- [Excerpt]:

--- START ---

GM puts Google Gemini in 2028 Escalade IQ with SDV 2.0
GM says google gemini will sit inside the foundation for its next generation of software-defined vehicles, with SDV 2.0 set to debut in 2028 on the Cadillac Escalade IQ. The system is promised to include eyes-off, hands-free driving capability. For buyers, that ties GM’s software pitch to a specific luxury SUV and a specific model year.
Cadillac Escalade IQ in 2028
Mary Barra said SDV 2.0 will debut in 2028 on the Cadillac Escalade IQ, and she described it as “the foundation for the next generation of software-defined vehicles, known as SDV 2.0, which will debut in 2028 on the Cadillac Escalade IQ, offering eyes-off, hands-free driving capability.”
That gives GM a concrete launch point for a system it says is built for personal vehicles. It also means the first customer-visible version is tied to one vehicle rather than a broad fleet rollout.
GM's software stack
GM said the system is being developed for vehicles with internal combustion engines as well as electric vehicles. It is also being developed across multiple brands and price points. For shoppers, that suggests the company wants the same software base to reach far beyond one premium model.

--- END ---

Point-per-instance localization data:
--- START ---

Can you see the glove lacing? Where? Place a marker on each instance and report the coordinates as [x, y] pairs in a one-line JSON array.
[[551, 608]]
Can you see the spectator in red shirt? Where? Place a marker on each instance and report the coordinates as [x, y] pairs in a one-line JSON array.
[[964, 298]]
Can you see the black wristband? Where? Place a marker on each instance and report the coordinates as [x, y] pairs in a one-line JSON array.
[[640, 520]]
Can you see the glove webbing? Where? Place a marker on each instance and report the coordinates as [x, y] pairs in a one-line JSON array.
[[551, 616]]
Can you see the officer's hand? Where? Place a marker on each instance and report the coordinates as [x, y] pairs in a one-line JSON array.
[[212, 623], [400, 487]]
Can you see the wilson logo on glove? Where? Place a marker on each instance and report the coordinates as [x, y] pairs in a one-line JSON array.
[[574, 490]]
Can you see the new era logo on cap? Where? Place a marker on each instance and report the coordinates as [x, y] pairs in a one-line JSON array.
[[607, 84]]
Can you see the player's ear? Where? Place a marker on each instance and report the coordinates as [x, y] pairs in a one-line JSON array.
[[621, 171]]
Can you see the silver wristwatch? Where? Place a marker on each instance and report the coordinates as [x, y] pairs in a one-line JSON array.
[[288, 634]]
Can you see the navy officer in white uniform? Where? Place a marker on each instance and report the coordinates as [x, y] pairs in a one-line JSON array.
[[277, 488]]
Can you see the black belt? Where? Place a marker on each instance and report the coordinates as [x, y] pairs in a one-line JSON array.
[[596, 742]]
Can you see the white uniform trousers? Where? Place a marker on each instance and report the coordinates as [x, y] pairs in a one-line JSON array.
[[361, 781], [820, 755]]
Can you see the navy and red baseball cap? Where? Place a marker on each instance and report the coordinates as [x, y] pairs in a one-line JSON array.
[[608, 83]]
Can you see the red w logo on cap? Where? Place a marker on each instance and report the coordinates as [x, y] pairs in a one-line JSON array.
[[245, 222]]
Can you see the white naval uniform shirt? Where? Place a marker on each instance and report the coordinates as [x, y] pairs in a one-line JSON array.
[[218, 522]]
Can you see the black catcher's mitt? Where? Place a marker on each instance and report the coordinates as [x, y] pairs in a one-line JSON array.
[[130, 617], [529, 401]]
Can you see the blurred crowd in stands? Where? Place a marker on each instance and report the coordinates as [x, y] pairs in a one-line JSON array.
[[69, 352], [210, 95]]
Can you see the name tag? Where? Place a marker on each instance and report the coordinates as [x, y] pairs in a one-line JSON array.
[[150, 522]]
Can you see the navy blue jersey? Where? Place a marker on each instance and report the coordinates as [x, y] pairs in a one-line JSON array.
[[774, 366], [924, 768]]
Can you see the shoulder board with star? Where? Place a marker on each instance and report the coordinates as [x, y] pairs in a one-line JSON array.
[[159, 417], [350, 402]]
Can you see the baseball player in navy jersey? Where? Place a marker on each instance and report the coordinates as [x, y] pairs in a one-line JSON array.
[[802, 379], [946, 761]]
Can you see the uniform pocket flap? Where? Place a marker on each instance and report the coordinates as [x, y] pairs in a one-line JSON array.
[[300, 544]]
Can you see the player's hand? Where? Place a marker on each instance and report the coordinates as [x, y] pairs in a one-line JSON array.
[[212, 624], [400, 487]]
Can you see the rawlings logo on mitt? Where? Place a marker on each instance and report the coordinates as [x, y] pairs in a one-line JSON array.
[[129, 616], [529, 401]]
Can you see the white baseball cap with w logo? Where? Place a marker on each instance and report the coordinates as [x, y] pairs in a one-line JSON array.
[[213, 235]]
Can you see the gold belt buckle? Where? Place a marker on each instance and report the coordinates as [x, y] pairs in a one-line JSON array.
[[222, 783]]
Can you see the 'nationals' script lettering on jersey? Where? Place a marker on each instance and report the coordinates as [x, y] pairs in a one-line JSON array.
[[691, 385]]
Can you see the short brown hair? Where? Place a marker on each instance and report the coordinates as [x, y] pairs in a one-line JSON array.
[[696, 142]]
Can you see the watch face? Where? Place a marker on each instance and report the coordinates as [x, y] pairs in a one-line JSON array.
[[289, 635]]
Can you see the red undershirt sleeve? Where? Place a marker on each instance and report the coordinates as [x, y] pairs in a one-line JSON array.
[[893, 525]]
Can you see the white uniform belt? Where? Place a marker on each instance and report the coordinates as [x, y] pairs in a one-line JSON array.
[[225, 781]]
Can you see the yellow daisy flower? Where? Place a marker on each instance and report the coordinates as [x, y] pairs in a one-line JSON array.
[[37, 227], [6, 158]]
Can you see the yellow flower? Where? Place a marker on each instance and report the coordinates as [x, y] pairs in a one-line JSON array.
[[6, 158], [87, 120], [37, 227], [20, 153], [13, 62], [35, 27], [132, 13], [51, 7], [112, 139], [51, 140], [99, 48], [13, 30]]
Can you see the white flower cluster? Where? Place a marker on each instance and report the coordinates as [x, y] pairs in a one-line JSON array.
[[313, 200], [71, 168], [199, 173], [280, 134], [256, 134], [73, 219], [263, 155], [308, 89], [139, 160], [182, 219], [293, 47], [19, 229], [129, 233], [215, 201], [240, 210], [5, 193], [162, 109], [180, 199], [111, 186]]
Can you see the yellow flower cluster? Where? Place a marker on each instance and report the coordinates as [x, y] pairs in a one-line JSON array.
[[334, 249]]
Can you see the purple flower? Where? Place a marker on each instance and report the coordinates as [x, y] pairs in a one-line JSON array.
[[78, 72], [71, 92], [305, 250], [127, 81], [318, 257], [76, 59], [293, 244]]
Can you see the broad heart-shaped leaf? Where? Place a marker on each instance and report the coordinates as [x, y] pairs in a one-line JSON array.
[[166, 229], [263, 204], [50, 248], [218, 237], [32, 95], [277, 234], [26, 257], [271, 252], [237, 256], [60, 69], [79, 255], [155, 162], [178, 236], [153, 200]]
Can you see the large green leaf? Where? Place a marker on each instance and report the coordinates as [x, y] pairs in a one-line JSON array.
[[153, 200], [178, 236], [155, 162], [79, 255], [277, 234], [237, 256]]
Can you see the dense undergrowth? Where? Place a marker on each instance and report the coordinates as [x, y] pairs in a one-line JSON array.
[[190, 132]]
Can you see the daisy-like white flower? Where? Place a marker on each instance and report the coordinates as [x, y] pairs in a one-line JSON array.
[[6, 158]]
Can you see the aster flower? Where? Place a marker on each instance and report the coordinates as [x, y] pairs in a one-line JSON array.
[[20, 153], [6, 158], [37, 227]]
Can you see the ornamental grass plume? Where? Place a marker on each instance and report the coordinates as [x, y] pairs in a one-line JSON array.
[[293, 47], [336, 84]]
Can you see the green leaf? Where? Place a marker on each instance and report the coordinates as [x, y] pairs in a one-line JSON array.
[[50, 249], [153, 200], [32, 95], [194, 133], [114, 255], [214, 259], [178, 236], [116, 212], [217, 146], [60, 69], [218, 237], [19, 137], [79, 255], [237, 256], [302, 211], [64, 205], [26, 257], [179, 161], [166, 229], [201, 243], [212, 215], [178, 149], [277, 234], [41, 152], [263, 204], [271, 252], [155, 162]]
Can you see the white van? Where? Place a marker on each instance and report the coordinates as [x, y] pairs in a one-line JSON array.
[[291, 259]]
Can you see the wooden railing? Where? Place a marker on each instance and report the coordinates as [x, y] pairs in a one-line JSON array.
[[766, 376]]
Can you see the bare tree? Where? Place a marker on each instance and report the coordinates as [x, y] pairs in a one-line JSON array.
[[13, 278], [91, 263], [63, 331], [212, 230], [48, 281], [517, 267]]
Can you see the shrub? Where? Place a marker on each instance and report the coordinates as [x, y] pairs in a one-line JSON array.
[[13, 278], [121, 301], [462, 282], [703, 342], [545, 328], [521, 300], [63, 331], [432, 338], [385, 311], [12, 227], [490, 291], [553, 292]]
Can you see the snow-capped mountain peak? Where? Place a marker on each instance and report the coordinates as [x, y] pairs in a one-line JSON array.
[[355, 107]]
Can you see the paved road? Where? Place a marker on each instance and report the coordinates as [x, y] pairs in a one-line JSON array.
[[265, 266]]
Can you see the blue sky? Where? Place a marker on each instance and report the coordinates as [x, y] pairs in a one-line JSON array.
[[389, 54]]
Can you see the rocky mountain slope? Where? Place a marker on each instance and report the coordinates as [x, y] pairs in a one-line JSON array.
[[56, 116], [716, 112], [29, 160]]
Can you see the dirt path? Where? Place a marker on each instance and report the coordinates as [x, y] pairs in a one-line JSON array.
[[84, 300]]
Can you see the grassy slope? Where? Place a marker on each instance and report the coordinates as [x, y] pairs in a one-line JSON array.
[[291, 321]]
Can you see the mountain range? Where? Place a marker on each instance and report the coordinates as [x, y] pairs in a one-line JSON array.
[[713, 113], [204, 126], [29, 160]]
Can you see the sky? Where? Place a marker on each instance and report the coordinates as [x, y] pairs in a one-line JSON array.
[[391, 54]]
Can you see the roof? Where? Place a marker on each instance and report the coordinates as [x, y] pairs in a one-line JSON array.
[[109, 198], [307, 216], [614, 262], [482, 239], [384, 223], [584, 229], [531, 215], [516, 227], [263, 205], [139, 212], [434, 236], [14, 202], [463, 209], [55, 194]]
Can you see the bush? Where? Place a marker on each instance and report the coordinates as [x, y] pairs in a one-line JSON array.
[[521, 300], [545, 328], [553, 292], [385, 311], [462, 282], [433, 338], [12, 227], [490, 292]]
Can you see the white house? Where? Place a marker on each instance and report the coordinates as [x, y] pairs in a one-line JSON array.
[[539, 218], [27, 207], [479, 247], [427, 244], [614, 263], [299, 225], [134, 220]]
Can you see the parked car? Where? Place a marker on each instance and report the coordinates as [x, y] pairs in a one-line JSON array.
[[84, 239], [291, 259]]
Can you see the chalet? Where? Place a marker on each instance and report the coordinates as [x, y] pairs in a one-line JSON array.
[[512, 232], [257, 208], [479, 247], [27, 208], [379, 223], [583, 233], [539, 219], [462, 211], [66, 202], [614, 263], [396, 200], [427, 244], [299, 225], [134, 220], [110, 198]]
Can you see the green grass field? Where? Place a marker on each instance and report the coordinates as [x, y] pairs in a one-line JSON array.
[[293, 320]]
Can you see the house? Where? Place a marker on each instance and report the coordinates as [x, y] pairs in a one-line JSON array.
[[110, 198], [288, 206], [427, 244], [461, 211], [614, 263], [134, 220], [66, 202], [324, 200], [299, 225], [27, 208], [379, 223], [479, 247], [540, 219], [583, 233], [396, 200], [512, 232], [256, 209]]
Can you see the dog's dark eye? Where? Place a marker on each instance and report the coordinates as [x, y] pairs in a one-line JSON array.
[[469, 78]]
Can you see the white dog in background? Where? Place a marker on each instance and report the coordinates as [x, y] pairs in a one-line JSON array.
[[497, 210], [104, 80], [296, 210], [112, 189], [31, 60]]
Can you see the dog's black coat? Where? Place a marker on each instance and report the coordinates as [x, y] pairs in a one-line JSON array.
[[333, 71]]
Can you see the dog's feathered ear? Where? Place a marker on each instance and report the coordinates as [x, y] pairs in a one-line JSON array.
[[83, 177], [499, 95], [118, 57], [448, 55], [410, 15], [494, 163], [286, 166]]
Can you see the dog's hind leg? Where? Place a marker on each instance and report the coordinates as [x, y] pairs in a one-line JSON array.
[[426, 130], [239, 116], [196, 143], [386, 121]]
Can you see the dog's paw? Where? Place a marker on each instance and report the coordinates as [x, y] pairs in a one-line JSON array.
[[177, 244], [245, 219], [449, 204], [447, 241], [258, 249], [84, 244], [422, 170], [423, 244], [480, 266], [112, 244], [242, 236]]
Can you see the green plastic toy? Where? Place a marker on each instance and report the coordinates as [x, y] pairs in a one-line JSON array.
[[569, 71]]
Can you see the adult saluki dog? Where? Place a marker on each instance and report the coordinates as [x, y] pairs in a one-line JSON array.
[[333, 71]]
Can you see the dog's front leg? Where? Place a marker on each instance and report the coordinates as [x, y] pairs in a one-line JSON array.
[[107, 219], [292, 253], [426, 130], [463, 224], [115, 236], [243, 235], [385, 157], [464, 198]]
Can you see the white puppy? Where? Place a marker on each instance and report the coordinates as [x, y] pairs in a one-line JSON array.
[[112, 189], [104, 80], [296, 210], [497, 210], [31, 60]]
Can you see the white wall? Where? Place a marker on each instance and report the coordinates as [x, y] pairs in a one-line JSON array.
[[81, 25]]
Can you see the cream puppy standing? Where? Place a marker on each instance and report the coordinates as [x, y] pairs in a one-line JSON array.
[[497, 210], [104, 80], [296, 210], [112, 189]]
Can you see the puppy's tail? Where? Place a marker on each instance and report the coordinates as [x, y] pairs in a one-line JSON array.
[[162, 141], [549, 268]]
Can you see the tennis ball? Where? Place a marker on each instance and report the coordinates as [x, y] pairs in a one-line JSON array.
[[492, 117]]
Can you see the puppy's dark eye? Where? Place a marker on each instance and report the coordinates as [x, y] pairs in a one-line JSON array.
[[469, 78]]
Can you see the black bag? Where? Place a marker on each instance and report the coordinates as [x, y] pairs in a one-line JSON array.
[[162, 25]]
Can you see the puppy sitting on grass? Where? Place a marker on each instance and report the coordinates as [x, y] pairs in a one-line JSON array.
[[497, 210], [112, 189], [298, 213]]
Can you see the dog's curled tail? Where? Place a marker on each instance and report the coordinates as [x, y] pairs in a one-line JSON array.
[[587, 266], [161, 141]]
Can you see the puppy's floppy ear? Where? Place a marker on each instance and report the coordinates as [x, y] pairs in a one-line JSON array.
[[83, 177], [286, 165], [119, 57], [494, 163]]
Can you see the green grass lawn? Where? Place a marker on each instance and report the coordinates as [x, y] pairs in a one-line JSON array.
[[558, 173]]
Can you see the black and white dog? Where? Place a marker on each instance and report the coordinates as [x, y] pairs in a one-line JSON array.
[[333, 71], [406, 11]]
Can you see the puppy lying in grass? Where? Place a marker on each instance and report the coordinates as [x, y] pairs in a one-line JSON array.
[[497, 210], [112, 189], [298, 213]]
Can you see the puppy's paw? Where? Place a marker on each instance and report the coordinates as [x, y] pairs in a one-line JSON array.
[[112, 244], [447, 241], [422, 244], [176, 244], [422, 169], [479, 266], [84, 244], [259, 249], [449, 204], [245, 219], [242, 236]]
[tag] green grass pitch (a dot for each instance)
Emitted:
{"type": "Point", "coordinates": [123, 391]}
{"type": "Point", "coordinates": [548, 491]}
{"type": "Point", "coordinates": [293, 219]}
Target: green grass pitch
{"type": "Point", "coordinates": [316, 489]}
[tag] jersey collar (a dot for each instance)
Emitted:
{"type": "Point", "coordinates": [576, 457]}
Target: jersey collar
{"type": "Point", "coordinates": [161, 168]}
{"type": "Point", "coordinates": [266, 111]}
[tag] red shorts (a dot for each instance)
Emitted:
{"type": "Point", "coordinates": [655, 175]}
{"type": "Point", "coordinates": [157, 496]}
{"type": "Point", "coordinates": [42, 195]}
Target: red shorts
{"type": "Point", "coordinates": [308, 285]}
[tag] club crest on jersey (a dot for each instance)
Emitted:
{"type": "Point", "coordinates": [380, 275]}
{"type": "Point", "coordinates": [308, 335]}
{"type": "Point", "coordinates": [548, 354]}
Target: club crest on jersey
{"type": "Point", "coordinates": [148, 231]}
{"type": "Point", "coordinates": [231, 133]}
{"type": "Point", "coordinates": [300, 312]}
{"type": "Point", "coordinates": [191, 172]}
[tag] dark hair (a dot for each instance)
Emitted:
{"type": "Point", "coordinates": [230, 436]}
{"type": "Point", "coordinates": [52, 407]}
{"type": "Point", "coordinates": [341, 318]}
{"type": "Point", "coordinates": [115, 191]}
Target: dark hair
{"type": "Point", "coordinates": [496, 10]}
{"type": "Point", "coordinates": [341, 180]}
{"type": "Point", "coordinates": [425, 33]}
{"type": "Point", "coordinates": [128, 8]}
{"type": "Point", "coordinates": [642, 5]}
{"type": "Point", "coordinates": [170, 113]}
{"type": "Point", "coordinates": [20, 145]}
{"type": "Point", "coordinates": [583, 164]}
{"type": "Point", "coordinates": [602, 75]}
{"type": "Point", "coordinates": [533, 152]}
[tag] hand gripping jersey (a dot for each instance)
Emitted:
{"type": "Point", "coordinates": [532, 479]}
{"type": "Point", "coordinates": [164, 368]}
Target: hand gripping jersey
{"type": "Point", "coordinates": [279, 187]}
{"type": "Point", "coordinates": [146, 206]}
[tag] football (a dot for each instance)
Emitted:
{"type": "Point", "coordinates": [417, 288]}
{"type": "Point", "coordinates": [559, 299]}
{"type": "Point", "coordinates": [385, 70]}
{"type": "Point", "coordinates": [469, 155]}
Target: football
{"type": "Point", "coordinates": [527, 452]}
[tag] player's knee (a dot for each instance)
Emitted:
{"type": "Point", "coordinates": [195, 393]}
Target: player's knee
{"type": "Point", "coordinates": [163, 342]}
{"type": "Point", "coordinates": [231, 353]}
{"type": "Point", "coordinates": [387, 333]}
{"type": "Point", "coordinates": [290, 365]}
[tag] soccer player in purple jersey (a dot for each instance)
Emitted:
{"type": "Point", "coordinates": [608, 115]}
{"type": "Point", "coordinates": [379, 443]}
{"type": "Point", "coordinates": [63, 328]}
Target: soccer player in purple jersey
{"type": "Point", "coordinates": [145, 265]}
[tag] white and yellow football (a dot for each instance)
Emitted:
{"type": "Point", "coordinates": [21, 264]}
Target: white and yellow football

--- END ---

- [Your tasks]:
**a.** Answer these questions about the GM article.
(i) In what year is SDV 2.0 set to debut?
(ii) Who described SDV 2.0 as "the foundation for the next generation of software-defined vehicles"?
(iii) Which types of vehicles did GM say the system is being developed for?
**b.** Print the passage of the GM article between "Cadillac Escalade IQ in" and "broad fleet rollout.", inclusive.

- [Written responses]:
**a.**
(i) 2028
(ii) Mary Barra
(iii) Vehicles with internal combustion engines and electric vehicles

**b.**
Cadillac Escalade IQ in 2028
Mary Barra said SDV 2.0 will debut in 2028 on the Cadillac Escalade IQ, and she described it as “the foundation for the next generation of software-defined vehicles, known as SDV 2.0, which will debut in 2028 on the Cadillac Escalade IQ, offering eyes-off, hands-free driving capability.”
That gives GM a concrete launch point for a system it says is built for personal vehicles. It also means the first customer-visible version is tied to one vehicle rather than a broad fleet rollout.